%%

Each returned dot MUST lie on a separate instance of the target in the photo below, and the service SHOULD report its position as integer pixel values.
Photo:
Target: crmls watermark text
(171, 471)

%%
%%

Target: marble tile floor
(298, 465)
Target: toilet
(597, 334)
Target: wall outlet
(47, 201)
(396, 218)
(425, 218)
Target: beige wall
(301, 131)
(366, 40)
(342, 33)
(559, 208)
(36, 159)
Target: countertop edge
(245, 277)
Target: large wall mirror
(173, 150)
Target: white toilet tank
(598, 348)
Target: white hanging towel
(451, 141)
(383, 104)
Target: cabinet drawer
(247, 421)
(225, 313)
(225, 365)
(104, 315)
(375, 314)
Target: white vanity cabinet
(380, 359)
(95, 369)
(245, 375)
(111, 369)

%%

Stated exercise> Count the lines in the entries above that contain the word "toilet", treating case as significant, and give only the number.

The completed task> 2